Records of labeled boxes
— Begin —

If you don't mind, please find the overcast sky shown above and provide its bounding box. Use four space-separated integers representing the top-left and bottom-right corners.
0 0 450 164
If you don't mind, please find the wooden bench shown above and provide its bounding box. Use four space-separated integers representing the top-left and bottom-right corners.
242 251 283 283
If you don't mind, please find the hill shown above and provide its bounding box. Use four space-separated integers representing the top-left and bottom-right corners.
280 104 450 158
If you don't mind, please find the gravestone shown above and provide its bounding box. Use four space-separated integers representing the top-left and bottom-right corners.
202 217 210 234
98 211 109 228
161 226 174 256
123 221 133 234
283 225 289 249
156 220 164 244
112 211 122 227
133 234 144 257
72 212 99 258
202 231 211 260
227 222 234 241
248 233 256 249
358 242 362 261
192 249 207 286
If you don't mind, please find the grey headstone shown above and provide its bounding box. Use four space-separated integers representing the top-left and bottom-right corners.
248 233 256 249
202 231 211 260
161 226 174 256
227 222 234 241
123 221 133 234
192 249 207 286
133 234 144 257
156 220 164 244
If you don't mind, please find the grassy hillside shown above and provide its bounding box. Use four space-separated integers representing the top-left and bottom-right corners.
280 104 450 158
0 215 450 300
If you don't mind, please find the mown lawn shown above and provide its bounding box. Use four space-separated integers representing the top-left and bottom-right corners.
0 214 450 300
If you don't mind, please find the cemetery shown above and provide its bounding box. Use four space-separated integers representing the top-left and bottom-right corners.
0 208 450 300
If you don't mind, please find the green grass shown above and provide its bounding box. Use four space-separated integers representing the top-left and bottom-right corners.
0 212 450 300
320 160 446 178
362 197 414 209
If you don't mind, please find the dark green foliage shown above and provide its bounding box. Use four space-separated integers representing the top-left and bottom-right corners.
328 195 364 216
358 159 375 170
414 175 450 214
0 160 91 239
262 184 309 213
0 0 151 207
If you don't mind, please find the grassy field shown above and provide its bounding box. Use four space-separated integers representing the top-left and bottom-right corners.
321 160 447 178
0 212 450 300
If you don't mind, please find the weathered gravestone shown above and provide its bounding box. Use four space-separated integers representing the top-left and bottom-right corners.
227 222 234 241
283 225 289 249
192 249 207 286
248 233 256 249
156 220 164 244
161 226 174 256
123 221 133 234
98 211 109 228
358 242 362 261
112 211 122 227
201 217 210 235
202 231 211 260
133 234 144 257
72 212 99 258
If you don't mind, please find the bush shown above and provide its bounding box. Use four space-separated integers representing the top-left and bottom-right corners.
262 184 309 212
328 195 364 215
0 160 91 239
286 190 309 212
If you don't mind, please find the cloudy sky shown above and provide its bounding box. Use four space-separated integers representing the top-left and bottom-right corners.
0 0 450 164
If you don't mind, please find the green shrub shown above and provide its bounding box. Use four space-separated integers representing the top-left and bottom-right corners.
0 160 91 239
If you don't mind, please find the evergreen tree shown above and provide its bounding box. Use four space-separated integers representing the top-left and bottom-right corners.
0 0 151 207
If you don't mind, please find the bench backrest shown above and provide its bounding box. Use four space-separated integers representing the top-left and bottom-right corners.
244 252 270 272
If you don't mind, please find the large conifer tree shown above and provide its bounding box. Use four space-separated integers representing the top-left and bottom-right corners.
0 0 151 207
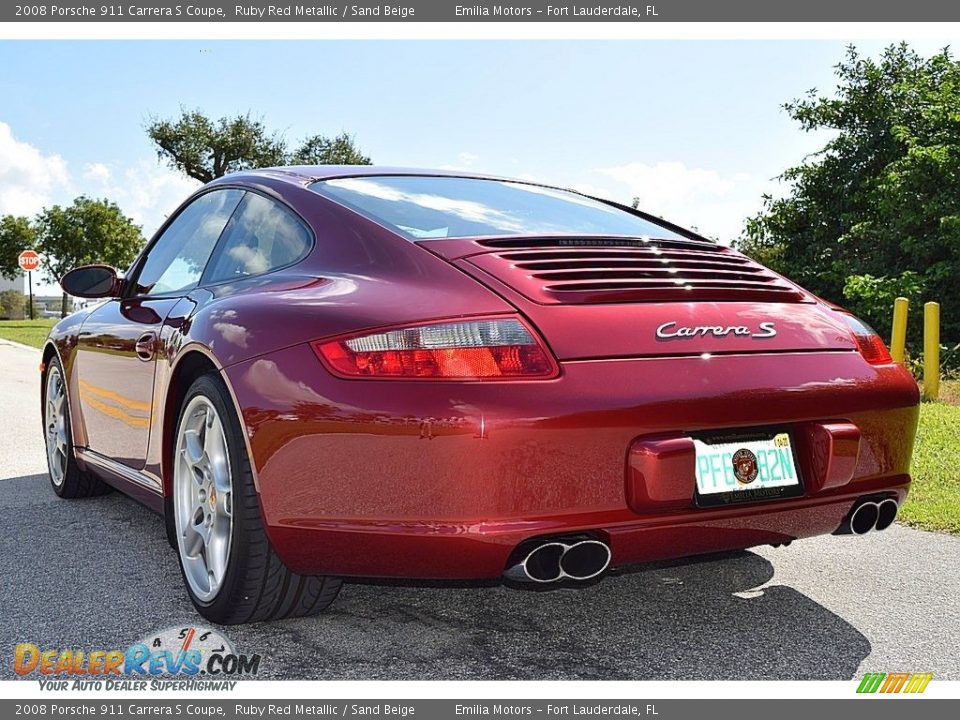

— End —

* _SHORT PROBLEM_
Update every one of the entries by replacing "integers" with "whole numbers" wherever it occurs, changing nothing else. Leave the pictures out of your answer.

* _OUTPUT FOR THIS TASK_
If you don't mind, please find the overcast sky shown above and provide its bounding box. Use four space-separated whole numbers representing the top-left and bottom-right corners.
0 0 450 164
If you don't mind, please find the wooden bench shown above and provide its bounding box. Use four space-separated whole numbers representing the top-left and bottom-right corners.
242 251 283 283
If you don't mind, please find the hill shown above and provide its bounding box. Use four space-separated whole numbers representing the top-left and bottom-right corners.
280 104 450 158
If you don't mind, please find the gravestone shown above and provide its bounding box. Use four space-separated whole numbers representing the top-left and bottom-right corners.
202 217 210 234
98 211 109 228
161 226 174 256
123 221 133 234
283 225 289 249
156 220 164 244
112 211 122 227
133 234 144 257
72 212 99 258
202 231 211 260
227 222 234 241
248 233 256 249
358 242 362 261
192 249 207 286
If you don't mind, please find the grey headstone shown above and provide its bounding box. Use four space-separated whole numbers representing the top-left and bottom-right corners.
248 233 256 249
202 231 211 260
161 226 174 256
227 222 234 241
123 221 133 234
192 249 207 286
133 234 144 257
156 220 164 244
If you don't mind, please find the grassy hillside shown above and provide its bounding box. Use four space-separated whole numbers representing the top-left and bottom-right corners.
280 104 450 158
0 215 450 300
If you don't mind, please find the mown lawn shown above and provide its bounding box. Use four space-separated whole numbers representing the top-left and bottom-right corners.
0 214 450 300
If you don't mind, please find the cemetery shown above and provide its bounding box. Use four space-separated whole numbers representing the top-left and bottom-right corners.
0 208 450 300
If you don't mind, please find the green grass shown above and provide its bounding box. Use four space-separated whole numbers representing the top-left and bottom-right corners.
0 212 450 300
320 160 446 178
362 197 414 209
If you don't mind, please find the dark green foliage shown above and provide its bounding box. Use four space-separated whole numbers representing the top-left and bottom-right corners.
328 195 364 216
358 159 375 170
414 175 450 214
0 160 91 239
262 184 309 213
0 0 151 207
If you don't mind, please find the grassy field shown above and provide its bounding box. Use four space-separated whole numbers representing the top-left and bottom-right corners.
321 160 447 178
0 212 450 300
If you don't mind, please find the weathered gravestone shown above and provide its bounding box. Use four space-separated whole numbers representing the top-left and bottom-right corners.
227 222 234 241
283 225 289 249
192 249 207 286
248 233 256 249
156 220 164 244
161 226 174 256
123 221 133 234
98 211 109 228
358 242 362 261
112 211 122 227
201 217 210 235
202 231 211 260
133 234 144 257
72 212 99 258
If you don't mind, please find the bush shown above and provide its bounding box. Use four space-separated whole numbers representing the top-left and bottom-right corners.
262 184 309 212
328 195 364 215
0 160 91 239
286 190 309 212
If you don't mind, please find the cloudy sky shown above and provide its bounding box. Use four space-separated whole numbers representing the top-left and bottom-right corners.
0 0 450 164
If you don't mind, please find the green shrub shown above and provide its bounding box. Use four space-separated whole numbers representing the top-left and bottom-right corners.
0 160 91 239
If you don't mind, please find the evergreen tree shown above and provide its bounding box. Use four space-separated whole numbers representing the top-left and bottom-right corners.
0 0 151 207
If you don't mind, please find the bench backrest shown above and provide its bounding box. Use four space-separated whole numbers representing the top-left and bottom-right corners.
244 252 270 272
If you don't mind, please find the large conifer tree shown above and provide its bounding box. Use four space-separated whole numbers representing the top-left and bottom-right corners.
0 0 151 207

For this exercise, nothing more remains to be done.